TASK BRIEF: Which lines below contain the word "small"? Copy each of them.

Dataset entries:
-*-
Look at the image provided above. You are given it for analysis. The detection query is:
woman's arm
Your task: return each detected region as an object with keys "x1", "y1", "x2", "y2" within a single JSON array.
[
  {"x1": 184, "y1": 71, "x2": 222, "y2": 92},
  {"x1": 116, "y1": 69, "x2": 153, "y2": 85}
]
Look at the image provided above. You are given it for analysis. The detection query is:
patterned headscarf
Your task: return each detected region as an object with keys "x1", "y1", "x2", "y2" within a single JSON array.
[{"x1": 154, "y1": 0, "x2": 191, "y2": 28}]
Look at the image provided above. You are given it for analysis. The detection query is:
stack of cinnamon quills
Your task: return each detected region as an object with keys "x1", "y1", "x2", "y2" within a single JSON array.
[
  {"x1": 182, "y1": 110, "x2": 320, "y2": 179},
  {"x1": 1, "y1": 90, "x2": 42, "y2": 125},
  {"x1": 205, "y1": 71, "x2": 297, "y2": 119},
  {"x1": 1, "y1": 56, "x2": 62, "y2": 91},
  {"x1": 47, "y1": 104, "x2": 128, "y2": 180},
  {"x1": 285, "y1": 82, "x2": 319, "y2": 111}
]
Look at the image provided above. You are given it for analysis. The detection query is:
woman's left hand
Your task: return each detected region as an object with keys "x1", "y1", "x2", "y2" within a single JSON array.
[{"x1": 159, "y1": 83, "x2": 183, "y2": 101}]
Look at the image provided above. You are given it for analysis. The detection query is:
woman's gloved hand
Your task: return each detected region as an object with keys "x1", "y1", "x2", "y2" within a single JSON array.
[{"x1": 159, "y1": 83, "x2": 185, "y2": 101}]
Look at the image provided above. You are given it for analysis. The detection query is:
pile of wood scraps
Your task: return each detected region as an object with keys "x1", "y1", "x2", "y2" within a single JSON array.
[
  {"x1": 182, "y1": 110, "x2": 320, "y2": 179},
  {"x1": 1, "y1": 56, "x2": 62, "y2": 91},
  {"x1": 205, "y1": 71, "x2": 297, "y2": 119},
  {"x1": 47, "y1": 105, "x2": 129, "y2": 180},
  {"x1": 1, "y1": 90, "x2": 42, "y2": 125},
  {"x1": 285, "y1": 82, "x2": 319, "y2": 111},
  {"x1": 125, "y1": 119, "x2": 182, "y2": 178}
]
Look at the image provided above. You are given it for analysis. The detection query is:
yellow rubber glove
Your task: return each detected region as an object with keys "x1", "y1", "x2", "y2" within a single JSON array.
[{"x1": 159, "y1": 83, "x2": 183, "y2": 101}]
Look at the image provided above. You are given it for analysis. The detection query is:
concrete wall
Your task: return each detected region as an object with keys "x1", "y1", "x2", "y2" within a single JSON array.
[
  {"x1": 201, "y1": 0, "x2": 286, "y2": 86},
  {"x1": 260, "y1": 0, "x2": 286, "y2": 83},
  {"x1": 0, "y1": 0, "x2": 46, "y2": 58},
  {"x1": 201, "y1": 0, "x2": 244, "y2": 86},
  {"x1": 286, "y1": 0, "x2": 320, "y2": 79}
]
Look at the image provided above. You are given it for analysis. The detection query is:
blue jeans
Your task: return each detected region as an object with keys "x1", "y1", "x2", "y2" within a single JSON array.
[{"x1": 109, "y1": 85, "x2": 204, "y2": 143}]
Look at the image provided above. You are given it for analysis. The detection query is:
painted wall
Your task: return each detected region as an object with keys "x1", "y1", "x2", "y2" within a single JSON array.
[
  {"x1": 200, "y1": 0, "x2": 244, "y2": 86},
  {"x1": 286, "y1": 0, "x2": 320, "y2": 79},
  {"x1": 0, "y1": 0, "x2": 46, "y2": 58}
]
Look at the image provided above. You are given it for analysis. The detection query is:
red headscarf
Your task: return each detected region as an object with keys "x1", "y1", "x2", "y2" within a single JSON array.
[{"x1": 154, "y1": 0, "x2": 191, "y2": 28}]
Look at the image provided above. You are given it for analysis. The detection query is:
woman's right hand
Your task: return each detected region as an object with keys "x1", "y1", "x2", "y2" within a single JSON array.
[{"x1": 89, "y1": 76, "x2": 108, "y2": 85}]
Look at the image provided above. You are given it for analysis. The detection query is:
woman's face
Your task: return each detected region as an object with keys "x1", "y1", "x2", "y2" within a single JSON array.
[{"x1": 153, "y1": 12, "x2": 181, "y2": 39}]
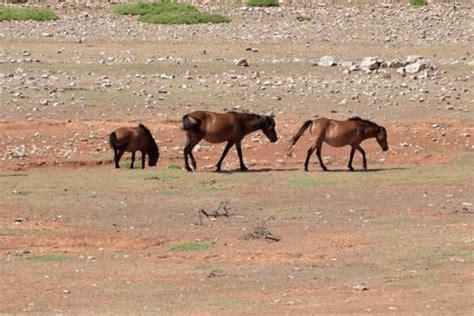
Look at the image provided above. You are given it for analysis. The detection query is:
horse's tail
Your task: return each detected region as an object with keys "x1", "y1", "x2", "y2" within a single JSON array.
[
  {"x1": 182, "y1": 114, "x2": 201, "y2": 132},
  {"x1": 109, "y1": 132, "x2": 127, "y2": 150},
  {"x1": 287, "y1": 120, "x2": 313, "y2": 155}
]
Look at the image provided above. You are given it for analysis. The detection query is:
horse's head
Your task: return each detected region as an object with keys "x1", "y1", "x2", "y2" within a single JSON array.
[
  {"x1": 376, "y1": 126, "x2": 389, "y2": 151},
  {"x1": 148, "y1": 154, "x2": 158, "y2": 167},
  {"x1": 260, "y1": 115, "x2": 278, "y2": 143}
]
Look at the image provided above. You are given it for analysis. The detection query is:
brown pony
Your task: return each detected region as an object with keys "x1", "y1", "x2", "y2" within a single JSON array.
[
  {"x1": 109, "y1": 124, "x2": 159, "y2": 169},
  {"x1": 182, "y1": 111, "x2": 278, "y2": 172},
  {"x1": 288, "y1": 117, "x2": 388, "y2": 171}
]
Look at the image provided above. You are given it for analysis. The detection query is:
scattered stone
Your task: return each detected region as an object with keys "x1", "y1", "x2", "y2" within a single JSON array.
[
  {"x1": 318, "y1": 55, "x2": 336, "y2": 67},
  {"x1": 235, "y1": 58, "x2": 249, "y2": 67}
]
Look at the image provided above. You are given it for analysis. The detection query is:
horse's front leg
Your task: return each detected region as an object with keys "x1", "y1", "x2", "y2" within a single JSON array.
[
  {"x1": 348, "y1": 147, "x2": 356, "y2": 171},
  {"x1": 130, "y1": 151, "x2": 135, "y2": 169},
  {"x1": 215, "y1": 141, "x2": 234, "y2": 172},
  {"x1": 356, "y1": 145, "x2": 367, "y2": 170},
  {"x1": 141, "y1": 150, "x2": 146, "y2": 169},
  {"x1": 235, "y1": 141, "x2": 248, "y2": 171}
]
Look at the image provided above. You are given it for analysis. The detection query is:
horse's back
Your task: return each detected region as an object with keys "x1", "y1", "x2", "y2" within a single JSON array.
[
  {"x1": 312, "y1": 118, "x2": 361, "y2": 147},
  {"x1": 112, "y1": 126, "x2": 146, "y2": 152}
]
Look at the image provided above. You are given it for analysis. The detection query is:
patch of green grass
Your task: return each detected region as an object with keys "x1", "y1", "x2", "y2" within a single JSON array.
[
  {"x1": 167, "y1": 163, "x2": 181, "y2": 170},
  {"x1": 160, "y1": 188, "x2": 182, "y2": 196},
  {"x1": 26, "y1": 253, "x2": 70, "y2": 261},
  {"x1": 287, "y1": 175, "x2": 336, "y2": 189},
  {"x1": 0, "y1": 6, "x2": 59, "y2": 22},
  {"x1": 139, "y1": 11, "x2": 230, "y2": 24},
  {"x1": 436, "y1": 250, "x2": 455, "y2": 260},
  {"x1": 120, "y1": 161, "x2": 143, "y2": 169},
  {"x1": 409, "y1": 0, "x2": 427, "y2": 6},
  {"x1": 113, "y1": 1, "x2": 230, "y2": 25},
  {"x1": 0, "y1": 226, "x2": 50, "y2": 236},
  {"x1": 168, "y1": 241, "x2": 213, "y2": 252},
  {"x1": 247, "y1": 0, "x2": 279, "y2": 7},
  {"x1": 199, "y1": 186, "x2": 219, "y2": 193}
]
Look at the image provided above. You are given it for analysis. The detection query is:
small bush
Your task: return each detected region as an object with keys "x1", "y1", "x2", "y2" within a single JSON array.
[
  {"x1": 0, "y1": 6, "x2": 59, "y2": 22},
  {"x1": 409, "y1": 0, "x2": 427, "y2": 6},
  {"x1": 113, "y1": 1, "x2": 230, "y2": 25},
  {"x1": 247, "y1": 0, "x2": 279, "y2": 7}
]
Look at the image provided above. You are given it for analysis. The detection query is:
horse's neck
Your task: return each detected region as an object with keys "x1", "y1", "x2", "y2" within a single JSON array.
[
  {"x1": 363, "y1": 124, "x2": 379, "y2": 139},
  {"x1": 242, "y1": 115, "x2": 262, "y2": 135}
]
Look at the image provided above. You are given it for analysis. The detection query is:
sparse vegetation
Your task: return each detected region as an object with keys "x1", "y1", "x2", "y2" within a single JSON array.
[
  {"x1": 168, "y1": 241, "x2": 213, "y2": 252},
  {"x1": 26, "y1": 253, "x2": 70, "y2": 261},
  {"x1": 113, "y1": 1, "x2": 230, "y2": 25},
  {"x1": 0, "y1": 6, "x2": 59, "y2": 22},
  {"x1": 167, "y1": 163, "x2": 181, "y2": 170},
  {"x1": 247, "y1": 0, "x2": 279, "y2": 7},
  {"x1": 409, "y1": 0, "x2": 427, "y2": 6}
]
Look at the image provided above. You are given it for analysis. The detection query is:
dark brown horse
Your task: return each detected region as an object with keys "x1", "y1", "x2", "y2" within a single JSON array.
[
  {"x1": 182, "y1": 111, "x2": 278, "y2": 172},
  {"x1": 288, "y1": 117, "x2": 388, "y2": 171},
  {"x1": 109, "y1": 124, "x2": 159, "y2": 169}
]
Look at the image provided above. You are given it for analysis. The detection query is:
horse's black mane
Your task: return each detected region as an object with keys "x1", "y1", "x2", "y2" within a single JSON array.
[
  {"x1": 230, "y1": 111, "x2": 263, "y2": 120},
  {"x1": 348, "y1": 116, "x2": 379, "y2": 127},
  {"x1": 139, "y1": 124, "x2": 159, "y2": 158}
]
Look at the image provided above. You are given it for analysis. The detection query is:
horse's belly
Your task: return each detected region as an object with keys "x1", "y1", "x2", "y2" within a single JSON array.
[{"x1": 324, "y1": 136, "x2": 349, "y2": 147}]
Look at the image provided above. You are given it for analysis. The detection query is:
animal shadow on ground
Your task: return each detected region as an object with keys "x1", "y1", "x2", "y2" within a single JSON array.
[
  {"x1": 215, "y1": 167, "x2": 300, "y2": 174},
  {"x1": 306, "y1": 167, "x2": 407, "y2": 173}
]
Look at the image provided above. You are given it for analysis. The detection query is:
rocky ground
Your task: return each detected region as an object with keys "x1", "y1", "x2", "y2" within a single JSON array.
[{"x1": 0, "y1": 2, "x2": 473, "y2": 314}]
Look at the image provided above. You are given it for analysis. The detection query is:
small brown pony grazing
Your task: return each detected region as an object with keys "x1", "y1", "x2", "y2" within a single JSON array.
[
  {"x1": 182, "y1": 111, "x2": 278, "y2": 172},
  {"x1": 109, "y1": 124, "x2": 159, "y2": 169},
  {"x1": 288, "y1": 117, "x2": 388, "y2": 171}
]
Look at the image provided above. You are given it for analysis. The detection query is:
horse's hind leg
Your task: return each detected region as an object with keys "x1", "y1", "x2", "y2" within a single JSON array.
[
  {"x1": 304, "y1": 144, "x2": 317, "y2": 171},
  {"x1": 115, "y1": 149, "x2": 125, "y2": 169},
  {"x1": 348, "y1": 147, "x2": 356, "y2": 171},
  {"x1": 235, "y1": 141, "x2": 248, "y2": 171},
  {"x1": 215, "y1": 141, "x2": 234, "y2": 172},
  {"x1": 130, "y1": 151, "x2": 136, "y2": 169},
  {"x1": 316, "y1": 145, "x2": 328, "y2": 171},
  {"x1": 114, "y1": 149, "x2": 120, "y2": 168},
  {"x1": 356, "y1": 145, "x2": 367, "y2": 170},
  {"x1": 184, "y1": 137, "x2": 199, "y2": 172}
]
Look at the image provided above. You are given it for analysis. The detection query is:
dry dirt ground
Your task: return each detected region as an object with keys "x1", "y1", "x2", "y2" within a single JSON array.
[{"x1": 1, "y1": 3, "x2": 473, "y2": 314}]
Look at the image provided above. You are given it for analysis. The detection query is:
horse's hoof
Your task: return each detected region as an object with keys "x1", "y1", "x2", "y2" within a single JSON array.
[
  {"x1": 348, "y1": 167, "x2": 354, "y2": 172},
  {"x1": 185, "y1": 167, "x2": 193, "y2": 172},
  {"x1": 240, "y1": 167, "x2": 248, "y2": 172},
  {"x1": 322, "y1": 168, "x2": 328, "y2": 172},
  {"x1": 304, "y1": 168, "x2": 309, "y2": 172}
]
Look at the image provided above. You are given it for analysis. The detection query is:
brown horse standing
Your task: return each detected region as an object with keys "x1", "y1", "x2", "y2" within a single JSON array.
[
  {"x1": 288, "y1": 117, "x2": 388, "y2": 171},
  {"x1": 109, "y1": 124, "x2": 159, "y2": 169},
  {"x1": 182, "y1": 111, "x2": 278, "y2": 172}
]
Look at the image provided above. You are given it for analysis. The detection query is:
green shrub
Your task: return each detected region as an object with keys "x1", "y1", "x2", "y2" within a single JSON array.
[
  {"x1": 409, "y1": 0, "x2": 427, "y2": 6},
  {"x1": 113, "y1": 1, "x2": 230, "y2": 25},
  {"x1": 247, "y1": 0, "x2": 279, "y2": 7},
  {"x1": 0, "y1": 6, "x2": 59, "y2": 22}
]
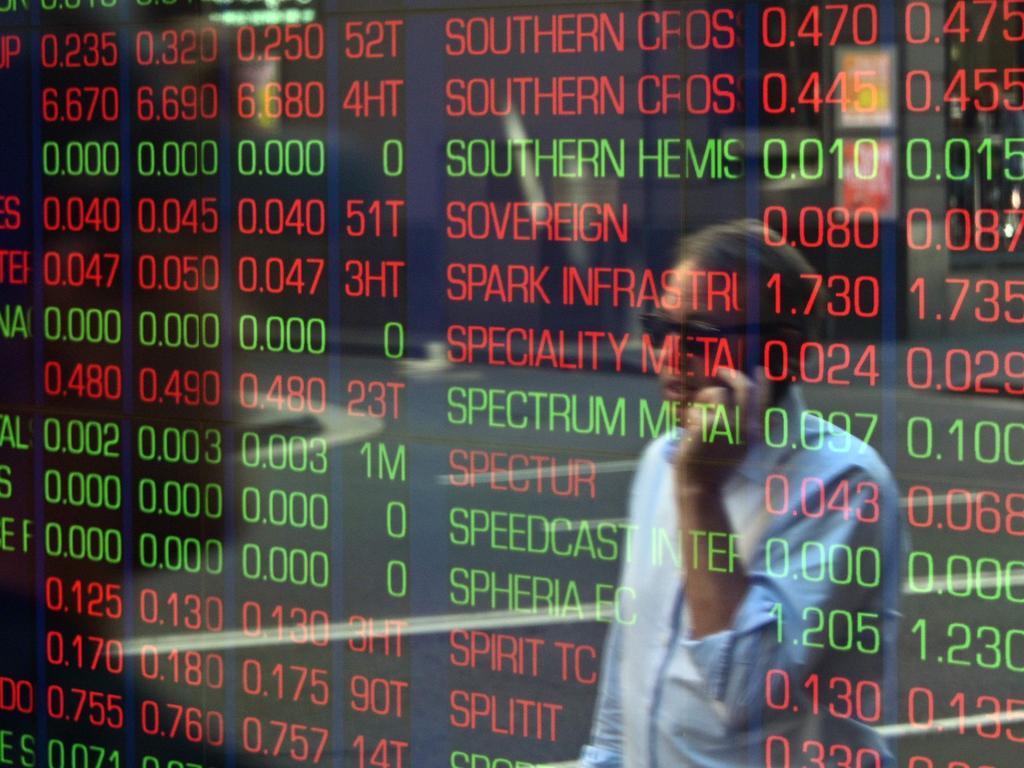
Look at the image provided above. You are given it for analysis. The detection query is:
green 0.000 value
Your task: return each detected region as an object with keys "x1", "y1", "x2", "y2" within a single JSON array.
[
  {"x1": 44, "y1": 523, "x2": 122, "y2": 564},
  {"x1": 138, "y1": 311, "x2": 220, "y2": 349},
  {"x1": 138, "y1": 533, "x2": 222, "y2": 574},
  {"x1": 237, "y1": 314, "x2": 324, "y2": 354},
  {"x1": 138, "y1": 478, "x2": 222, "y2": 519},
  {"x1": 137, "y1": 140, "x2": 218, "y2": 177},
  {"x1": 237, "y1": 139, "x2": 324, "y2": 177},
  {"x1": 43, "y1": 141, "x2": 120, "y2": 177},
  {"x1": 44, "y1": 306, "x2": 121, "y2": 344},
  {"x1": 241, "y1": 543, "x2": 328, "y2": 588},
  {"x1": 43, "y1": 469, "x2": 121, "y2": 510},
  {"x1": 241, "y1": 487, "x2": 329, "y2": 530}
]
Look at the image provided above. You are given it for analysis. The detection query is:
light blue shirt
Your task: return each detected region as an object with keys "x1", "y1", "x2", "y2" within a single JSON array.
[{"x1": 581, "y1": 387, "x2": 903, "y2": 768}]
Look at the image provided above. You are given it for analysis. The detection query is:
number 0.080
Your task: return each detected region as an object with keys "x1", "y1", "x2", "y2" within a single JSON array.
[{"x1": 764, "y1": 205, "x2": 879, "y2": 249}]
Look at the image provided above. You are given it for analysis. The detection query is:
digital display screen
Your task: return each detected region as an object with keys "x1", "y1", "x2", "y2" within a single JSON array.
[{"x1": 0, "y1": 1, "x2": 1021, "y2": 766}]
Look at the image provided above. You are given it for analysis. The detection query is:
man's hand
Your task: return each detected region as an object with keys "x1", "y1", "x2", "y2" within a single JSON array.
[
  {"x1": 674, "y1": 367, "x2": 770, "y2": 637},
  {"x1": 676, "y1": 366, "x2": 771, "y2": 493}
]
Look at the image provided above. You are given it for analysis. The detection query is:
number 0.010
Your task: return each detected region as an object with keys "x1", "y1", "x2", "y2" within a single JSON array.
[{"x1": 763, "y1": 137, "x2": 879, "y2": 181}]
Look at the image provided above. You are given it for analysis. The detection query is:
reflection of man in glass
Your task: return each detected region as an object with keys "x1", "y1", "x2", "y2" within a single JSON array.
[{"x1": 581, "y1": 220, "x2": 901, "y2": 767}]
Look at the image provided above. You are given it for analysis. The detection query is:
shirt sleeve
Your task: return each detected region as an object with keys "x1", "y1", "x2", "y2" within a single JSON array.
[
  {"x1": 579, "y1": 438, "x2": 670, "y2": 767},
  {"x1": 578, "y1": 618, "x2": 625, "y2": 768},
  {"x1": 678, "y1": 465, "x2": 901, "y2": 730}
]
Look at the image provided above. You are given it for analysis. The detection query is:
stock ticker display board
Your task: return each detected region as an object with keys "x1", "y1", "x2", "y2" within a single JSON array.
[{"x1": 1, "y1": 0, "x2": 1024, "y2": 767}]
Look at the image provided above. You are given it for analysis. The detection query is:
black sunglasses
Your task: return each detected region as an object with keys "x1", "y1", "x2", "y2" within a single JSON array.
[{"x1": 639, "y1": 311, "x2": 794, "y2": 350}]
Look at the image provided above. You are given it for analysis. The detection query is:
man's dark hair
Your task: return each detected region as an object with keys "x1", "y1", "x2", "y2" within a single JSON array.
[{"x1": 674, "y1": 218, "x2": 824, "y2": 343}]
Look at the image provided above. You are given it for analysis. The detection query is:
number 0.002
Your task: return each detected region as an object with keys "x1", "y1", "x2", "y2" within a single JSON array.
[{"x1": 43, "y1": 418, "x2": 119, "y2": 458}]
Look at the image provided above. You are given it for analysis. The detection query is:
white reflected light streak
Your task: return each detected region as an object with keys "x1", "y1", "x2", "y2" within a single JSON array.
[
  {"x1": 124, "y1": 482, "x2": 989, "y2": 744},
  {"x1": 124, "y1": 604, "x2": 605, "y2": 656}
]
-*-
EXERCISE ANSWER:
small bush
small brown pony grazing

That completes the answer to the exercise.